La destrucción de la enseñanza obligatoria
Carlos Martínez Gorriarán
Nota aclaratoria, imprescindible, de la Redacción de VOZ IBÉRICA:
Pese a que se haya generalizado el uso de la palabra “educar” como sinónimo de “enseñar”, en realidad no significan lo mismo.
Enseñar: consiste en comunicar, exponer a los estudiantes de manera clara unos conocimientos, habilidades, ideas o experiencias que ellos no poseen, con la intención de que los comprendan y los hagan suyos para aplicarlos en un momento determinado.
Como es lógico, el docente, el enseñante, el maestro, el profesor (como mejor gusten llamarlo) debe tener un dominio del asunto que vaya a exponer a sus estudiantes; debe manejar técnicas o estrategias de enseñanza que faciliten el aprendizaje de los estudiantes dentro del aula.
Obviamente, enseñar es sinónimo de instruir, y por supuesto, solo puede instruir quien sabe, y sobre todo aquella persona a la que se le reconocen saberes, autoridad y ante quienes los alumnos están dispuestos a dejarse enseñar.

--- Tareas propuestas ---
1. En el texto sobre la enseñanza obligatoria, ¿de qué palabra se dice que enseñar es sinónimo?
2. Selecciona todas las líneas de los registros que contengan la palabra "reflection", respetando mayúsculas y minúsculas.
El texto no guarda relación alguna con los registros.

[Entradas de anotación de coordenadas]
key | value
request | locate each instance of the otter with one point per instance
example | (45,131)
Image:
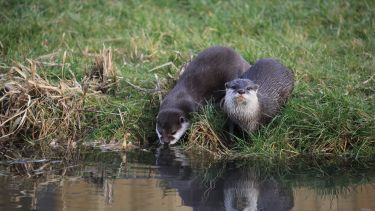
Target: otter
(258,95)
(203,78)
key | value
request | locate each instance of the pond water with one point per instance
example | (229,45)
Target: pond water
(168,179)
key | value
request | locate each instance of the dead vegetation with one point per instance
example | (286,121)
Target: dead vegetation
(47,114)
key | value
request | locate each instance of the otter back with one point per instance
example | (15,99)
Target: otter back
(204,78)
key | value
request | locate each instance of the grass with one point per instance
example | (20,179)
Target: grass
(329,45)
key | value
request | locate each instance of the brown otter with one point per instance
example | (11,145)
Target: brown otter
(257,96)
(204,78)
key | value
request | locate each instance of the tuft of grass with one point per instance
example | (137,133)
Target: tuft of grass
(206,132)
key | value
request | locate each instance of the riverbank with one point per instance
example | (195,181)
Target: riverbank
(51,52)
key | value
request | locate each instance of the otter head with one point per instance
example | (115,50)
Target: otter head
(241,91)
(171,124)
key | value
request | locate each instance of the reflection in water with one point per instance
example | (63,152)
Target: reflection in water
(234,189)
(169,180)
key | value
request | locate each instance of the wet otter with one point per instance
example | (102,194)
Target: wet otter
(257,96)
(203,78)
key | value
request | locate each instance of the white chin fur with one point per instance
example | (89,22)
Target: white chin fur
(178,135)
(180,132)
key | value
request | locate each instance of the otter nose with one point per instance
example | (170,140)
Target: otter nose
(241,91)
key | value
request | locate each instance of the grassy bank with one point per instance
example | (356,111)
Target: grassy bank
(328,45)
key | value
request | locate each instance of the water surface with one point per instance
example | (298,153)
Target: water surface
(168,179)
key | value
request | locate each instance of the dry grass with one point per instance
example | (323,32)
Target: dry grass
(49,114)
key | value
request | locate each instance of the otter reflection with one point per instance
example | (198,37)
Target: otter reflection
(224,188)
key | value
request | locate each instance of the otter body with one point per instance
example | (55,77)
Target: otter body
(204,78)
(258,95)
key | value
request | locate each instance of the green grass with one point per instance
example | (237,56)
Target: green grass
(329,45)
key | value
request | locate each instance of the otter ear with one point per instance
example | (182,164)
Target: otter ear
(182,119)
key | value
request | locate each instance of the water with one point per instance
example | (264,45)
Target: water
(171,180)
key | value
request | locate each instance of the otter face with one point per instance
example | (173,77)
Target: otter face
(241,91)
(171,125)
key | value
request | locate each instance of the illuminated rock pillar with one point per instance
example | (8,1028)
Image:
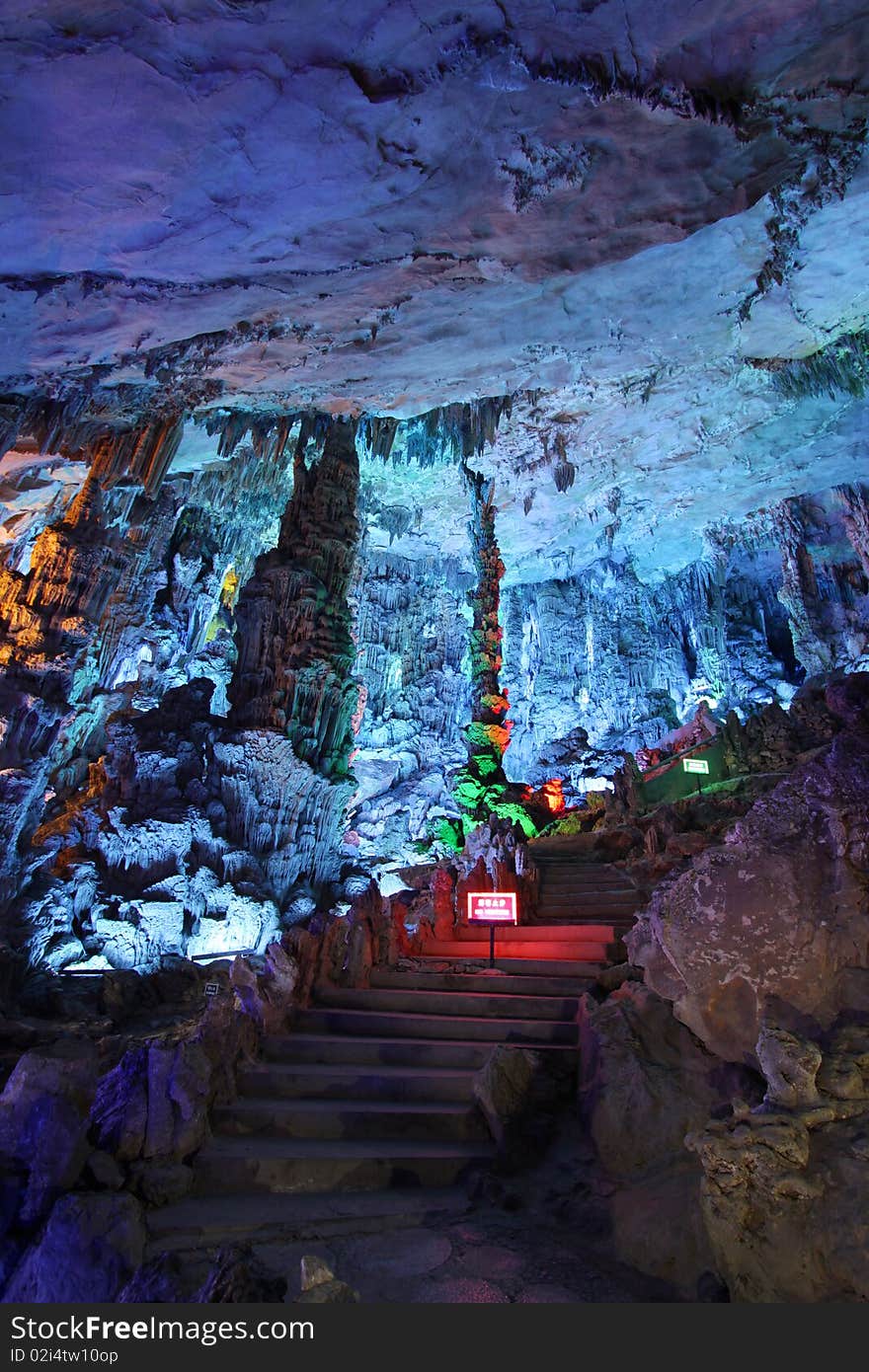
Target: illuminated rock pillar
(285,780)
(482,788)
(295,649)
(799,590)
(855,519)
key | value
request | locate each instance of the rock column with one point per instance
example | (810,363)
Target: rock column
(285,780)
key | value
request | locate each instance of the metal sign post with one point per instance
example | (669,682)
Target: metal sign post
(492,908)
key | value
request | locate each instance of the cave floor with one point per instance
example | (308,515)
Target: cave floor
(489,1256)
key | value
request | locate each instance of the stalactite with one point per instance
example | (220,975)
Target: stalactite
(140,453)
(482,788)
(799,589)
(855,519)
(295,651)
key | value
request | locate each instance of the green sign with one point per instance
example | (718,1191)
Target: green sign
(696,764)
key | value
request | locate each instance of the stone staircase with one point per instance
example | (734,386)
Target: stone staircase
(362,1117)
(577,892)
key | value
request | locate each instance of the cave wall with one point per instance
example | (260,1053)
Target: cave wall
(780,597)
(411,643)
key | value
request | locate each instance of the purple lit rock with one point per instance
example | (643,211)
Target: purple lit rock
(91,1246)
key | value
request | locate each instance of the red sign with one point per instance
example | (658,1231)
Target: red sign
(492,907)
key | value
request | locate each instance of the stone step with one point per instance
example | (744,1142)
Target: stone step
(565,951)
(428,1119)
(531,933)
(403,1026)
(355,1082)
(436,1002)
(280,1165)
(495,982)
(210,1221)
(581,878)
(375,1051)
(569,967)
(567,890)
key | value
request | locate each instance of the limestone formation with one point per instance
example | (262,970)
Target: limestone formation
(773,922)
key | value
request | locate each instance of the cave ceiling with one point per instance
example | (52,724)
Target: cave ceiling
(636,218)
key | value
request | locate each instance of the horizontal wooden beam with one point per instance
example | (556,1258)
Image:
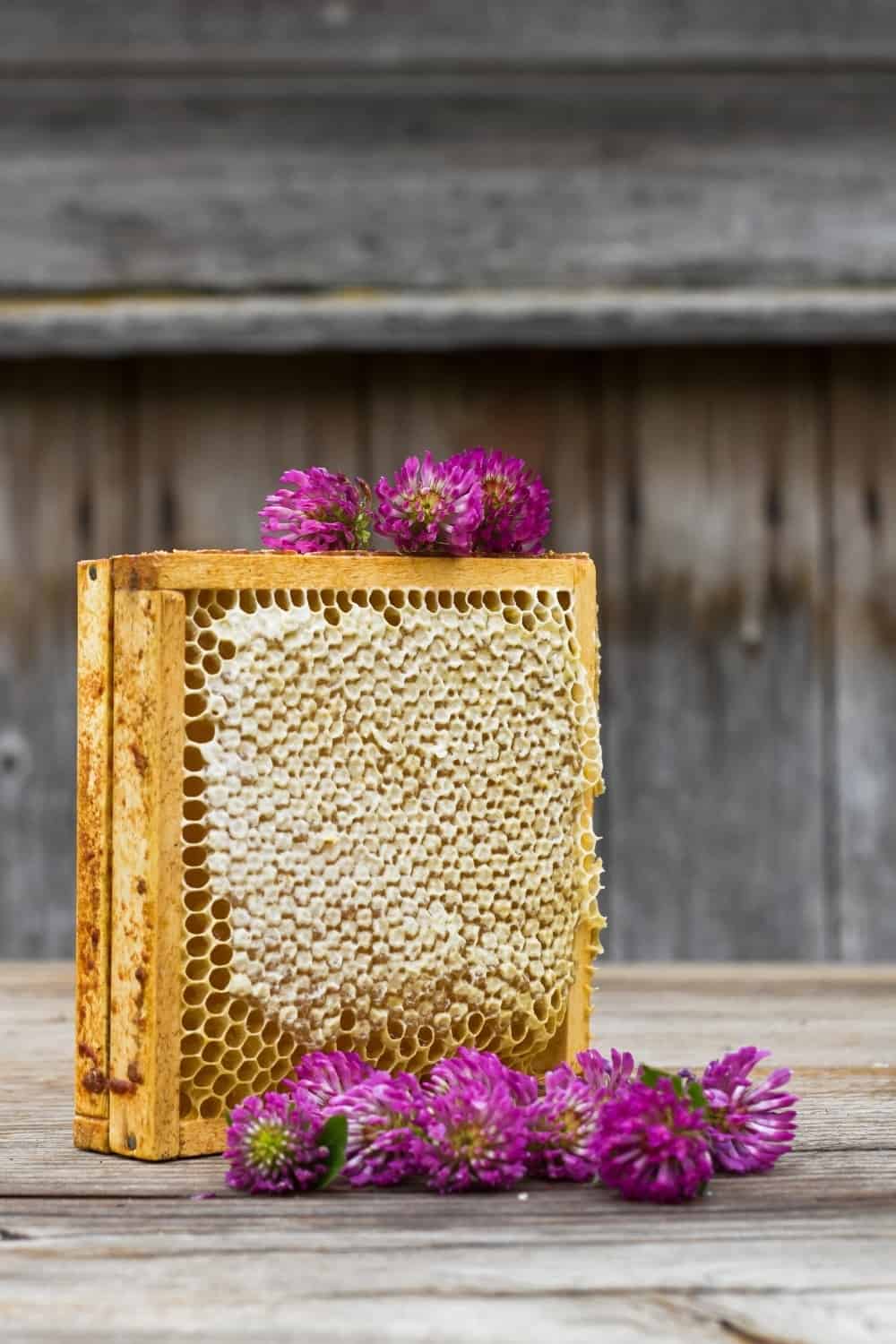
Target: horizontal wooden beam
(446,183)
(597,317)
(403,34)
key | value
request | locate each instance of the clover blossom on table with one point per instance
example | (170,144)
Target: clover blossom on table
(654,1144)
(474,1133)
(323,1074)
(273,1145)
(430,507)
(753,1123)
(317,511)
(481,1067)
(603,1075)
(564,1128)
(384,1118)
(516,503)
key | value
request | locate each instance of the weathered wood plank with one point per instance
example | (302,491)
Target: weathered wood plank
(64,495)
(148,745)
(214,437)
(831,1024)
(447,322)
(395,34)
(806,1253)
(231,185)
(864,671)
(713,679)
(702,1317)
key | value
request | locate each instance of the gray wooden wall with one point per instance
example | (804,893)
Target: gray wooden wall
(241,218)
(742,510)
(349,174)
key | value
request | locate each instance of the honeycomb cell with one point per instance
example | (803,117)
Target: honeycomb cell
(387,828)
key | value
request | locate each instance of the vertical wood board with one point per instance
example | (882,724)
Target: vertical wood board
(147,874)
(94,836)
(864,648)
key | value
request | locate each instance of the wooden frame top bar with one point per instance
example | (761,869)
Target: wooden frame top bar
(183,570)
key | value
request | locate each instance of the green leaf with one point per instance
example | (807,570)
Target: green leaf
(333,1136)
(696,1094)
(651,1075)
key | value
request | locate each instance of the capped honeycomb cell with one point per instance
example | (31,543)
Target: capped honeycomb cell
(336,801)
(394,854)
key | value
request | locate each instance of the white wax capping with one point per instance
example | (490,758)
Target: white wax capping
(400,814)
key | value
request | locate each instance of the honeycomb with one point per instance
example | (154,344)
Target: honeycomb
(387,831)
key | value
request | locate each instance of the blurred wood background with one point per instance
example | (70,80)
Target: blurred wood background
(649,247)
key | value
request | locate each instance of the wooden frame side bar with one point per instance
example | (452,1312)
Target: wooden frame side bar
(573,1035)
(148,742)
(93,855)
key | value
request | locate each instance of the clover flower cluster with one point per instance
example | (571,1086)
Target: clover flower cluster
(474,503)
(474,1123)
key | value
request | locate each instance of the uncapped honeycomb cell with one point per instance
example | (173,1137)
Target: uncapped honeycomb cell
(387,833)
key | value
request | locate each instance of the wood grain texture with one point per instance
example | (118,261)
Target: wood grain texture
(632,179)
(93,857)
(64,495)
(806,1253)
(737,483)
(395,34)
(343,569)
(148,744)
(864,628)
(406,320)
(711,650)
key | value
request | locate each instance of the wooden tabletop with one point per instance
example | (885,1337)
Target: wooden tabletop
(107,1247)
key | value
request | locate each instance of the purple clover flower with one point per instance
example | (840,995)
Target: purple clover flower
(273,1145)
(474,1134)
(324,1074)
(430,507)
(481,1067)
(654,1145)
(317,511)
(384,1117)
(516,504)
(564,1128)
(606,1075)
(753,1124)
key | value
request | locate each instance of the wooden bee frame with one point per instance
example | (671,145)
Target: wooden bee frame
(171,1029)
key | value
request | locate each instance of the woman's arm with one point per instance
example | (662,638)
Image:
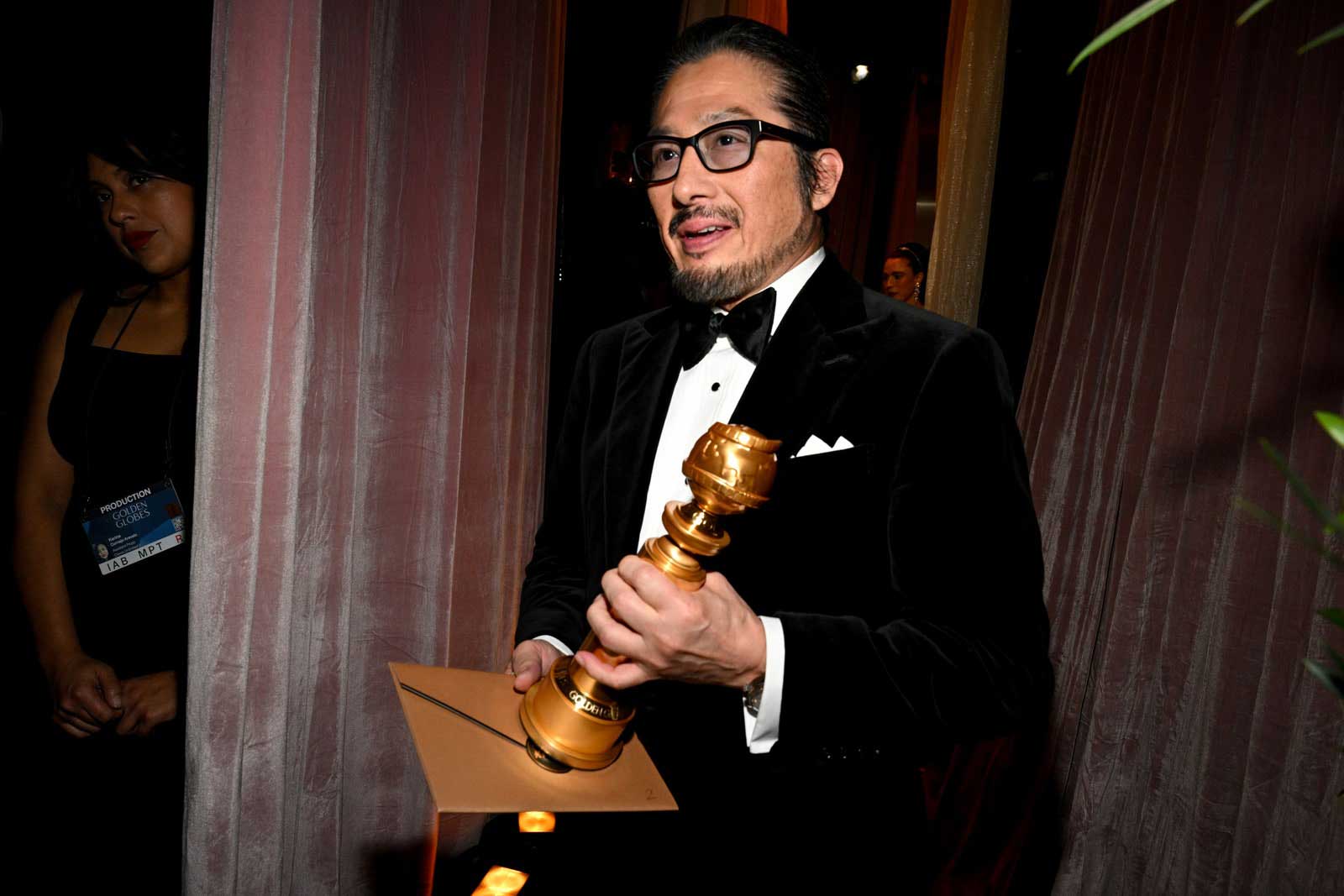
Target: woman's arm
(87,692)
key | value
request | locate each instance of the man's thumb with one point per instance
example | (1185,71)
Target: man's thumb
(111,687)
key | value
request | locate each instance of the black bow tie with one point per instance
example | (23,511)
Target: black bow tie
(748,327)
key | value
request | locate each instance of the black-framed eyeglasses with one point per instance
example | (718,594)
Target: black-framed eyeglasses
(723,147)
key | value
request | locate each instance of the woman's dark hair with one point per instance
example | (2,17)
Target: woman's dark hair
(800,89)
(151,145)
(139,141)
(914,253)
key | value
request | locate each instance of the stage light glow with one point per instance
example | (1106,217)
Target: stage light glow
(501,882)
(535,822)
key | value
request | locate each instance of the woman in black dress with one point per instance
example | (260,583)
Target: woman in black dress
(104,496)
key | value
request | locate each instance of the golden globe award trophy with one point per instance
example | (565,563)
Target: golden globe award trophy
(571,720)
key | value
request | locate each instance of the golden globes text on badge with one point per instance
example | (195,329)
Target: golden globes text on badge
(136,527)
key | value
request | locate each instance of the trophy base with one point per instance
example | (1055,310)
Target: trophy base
(539,757)
(569,726)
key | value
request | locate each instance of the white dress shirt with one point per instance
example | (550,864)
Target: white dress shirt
(709,394)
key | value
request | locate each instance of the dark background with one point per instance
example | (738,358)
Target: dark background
(58,67)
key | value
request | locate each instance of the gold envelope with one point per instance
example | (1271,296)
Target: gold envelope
(470,770)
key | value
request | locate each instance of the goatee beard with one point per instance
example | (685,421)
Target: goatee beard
(734,281)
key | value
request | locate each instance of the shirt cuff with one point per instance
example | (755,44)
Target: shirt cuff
(764,728)
(555,642)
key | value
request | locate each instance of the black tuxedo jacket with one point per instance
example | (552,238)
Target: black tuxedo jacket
(906,570)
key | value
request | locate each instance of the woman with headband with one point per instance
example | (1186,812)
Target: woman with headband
(904,273)
(105,474)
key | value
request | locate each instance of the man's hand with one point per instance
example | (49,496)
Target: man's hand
(151,700)
(707,637)
(87,694)
(531,660)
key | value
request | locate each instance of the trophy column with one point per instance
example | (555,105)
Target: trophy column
(571,720)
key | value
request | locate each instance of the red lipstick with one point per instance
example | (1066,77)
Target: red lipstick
(136,239)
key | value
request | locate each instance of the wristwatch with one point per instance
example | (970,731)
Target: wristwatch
(752,696)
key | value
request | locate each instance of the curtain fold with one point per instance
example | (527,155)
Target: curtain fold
(1194,302)
(772,13)
(968,143)
(375,335)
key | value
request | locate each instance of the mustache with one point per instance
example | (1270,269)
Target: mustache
(701,211)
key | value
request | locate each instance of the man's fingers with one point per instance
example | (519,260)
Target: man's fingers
(74,725)
(71,727)
(531,660)
(615,636)
(109,685)
(129,721)
(526,672)
(647,579)
(620,678)
(87,701)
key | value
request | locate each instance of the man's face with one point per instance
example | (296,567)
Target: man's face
(729,234)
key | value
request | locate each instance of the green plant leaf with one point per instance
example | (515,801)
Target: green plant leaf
(1126,22)
(1332,423)
(1337,31)
(1335,684)
(1303,490)
(1252,9)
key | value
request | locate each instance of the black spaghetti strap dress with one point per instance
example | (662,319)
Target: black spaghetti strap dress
(111,417)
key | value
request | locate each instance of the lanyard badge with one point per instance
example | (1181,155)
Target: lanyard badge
(134,527)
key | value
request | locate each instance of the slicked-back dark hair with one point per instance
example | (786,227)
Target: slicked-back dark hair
(800,89)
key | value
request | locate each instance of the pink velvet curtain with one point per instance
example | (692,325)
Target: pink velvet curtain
(1195,301)
(375,333)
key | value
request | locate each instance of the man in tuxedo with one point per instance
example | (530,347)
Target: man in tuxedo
(885,604)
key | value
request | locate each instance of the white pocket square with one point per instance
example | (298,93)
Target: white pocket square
(816,446)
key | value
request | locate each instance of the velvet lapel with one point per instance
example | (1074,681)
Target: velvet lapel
(647,375)
(808,362)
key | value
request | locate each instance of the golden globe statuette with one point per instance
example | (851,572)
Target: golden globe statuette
(571,720)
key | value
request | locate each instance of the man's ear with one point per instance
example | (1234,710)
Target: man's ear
(828,165)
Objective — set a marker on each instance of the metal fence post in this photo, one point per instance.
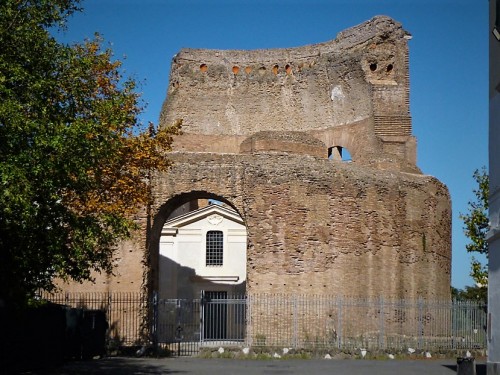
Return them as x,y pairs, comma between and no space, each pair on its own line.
154,325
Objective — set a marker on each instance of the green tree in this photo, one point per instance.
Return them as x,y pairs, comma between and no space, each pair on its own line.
74,159
476,226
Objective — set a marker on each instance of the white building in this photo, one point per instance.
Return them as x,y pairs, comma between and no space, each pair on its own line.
493,364
203,251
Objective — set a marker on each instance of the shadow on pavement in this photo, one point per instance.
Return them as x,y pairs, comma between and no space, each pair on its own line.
111,366
480,368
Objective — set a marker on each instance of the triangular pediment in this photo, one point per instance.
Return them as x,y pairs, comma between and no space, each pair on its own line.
213,212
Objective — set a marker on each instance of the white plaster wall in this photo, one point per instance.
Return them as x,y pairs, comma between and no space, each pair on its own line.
183,258
494,242
493,361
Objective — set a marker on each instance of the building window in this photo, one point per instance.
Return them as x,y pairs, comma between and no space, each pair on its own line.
215,247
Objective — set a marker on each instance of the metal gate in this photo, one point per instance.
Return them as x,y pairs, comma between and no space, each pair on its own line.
183,325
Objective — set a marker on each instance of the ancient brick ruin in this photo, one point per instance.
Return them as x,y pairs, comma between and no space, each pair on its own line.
265,131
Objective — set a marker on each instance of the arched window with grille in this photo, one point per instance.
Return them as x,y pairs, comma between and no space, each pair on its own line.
215,248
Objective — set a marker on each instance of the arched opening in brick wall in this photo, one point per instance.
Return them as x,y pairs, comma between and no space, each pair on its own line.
200,246
339,153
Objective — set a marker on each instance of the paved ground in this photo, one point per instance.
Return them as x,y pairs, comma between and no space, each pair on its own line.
148,366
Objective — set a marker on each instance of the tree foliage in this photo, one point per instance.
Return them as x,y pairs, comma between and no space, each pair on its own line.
476,224
74,159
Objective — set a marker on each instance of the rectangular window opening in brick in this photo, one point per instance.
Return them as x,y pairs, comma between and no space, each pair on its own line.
215,248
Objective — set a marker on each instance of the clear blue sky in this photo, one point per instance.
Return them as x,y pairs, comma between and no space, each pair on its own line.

--- Problemas resueltos ---
1. De instruir.

2.
request | locate each instance of the reflection in water with one point per instance
Target: reflection in water
request | locate each instance of the otter reflection with one point per instance
Target: otter reflection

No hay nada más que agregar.